WHAT YOU ARE ASKED TO DO:
Count up the lines in the listing below that hold "white", and answer with the total alone.

RECORDED DATA:
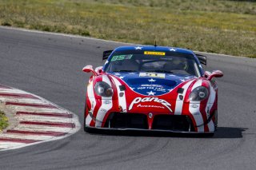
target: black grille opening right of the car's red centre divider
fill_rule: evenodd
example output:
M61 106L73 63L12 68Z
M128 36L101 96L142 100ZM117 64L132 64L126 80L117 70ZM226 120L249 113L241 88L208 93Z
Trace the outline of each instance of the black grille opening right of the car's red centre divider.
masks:
M152 129L194 132L190 117L183 115L156 115Z

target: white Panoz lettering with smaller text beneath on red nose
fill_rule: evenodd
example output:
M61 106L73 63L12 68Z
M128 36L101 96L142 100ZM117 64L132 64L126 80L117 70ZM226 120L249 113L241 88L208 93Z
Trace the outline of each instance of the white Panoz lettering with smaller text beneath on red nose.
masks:
M163 106L158 106L158 105L142 105L141 103L144 102L157 102L162 104ZM163 100L163 99L159 99L158 97L136 97L134 98L134 101L131 102L130 106L129 106L129 110L133 109L134 104L138 104L137 107L146 107L146 108L161 108L164 109L164 106L170 110L170 112L173 112L172 109L170 109L170 103Z

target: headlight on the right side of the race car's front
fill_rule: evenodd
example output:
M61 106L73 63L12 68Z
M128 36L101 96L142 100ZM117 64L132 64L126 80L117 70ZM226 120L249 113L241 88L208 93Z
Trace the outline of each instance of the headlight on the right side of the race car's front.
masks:
M209 95L208 89L203 86L199 86L192 90L190 93L190 101L202 101L205 100Z

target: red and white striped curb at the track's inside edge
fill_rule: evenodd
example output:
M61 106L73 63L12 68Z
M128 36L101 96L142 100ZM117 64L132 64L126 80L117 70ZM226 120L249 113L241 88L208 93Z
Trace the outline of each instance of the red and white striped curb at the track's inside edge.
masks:
M12 120L0 132L0 151L70 136L81 128L78 117L42 97L0 85L0 110Z

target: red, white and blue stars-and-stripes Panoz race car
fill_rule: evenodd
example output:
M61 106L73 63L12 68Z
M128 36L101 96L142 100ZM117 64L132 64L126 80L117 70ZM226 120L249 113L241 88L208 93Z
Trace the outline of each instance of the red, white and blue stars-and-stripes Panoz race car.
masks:
M206 57L191 50L121 46L103 52L105 65L92 73L86 91L84 130L208 133L218 125L218 87L205 72Z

TASK SOLUTION:
6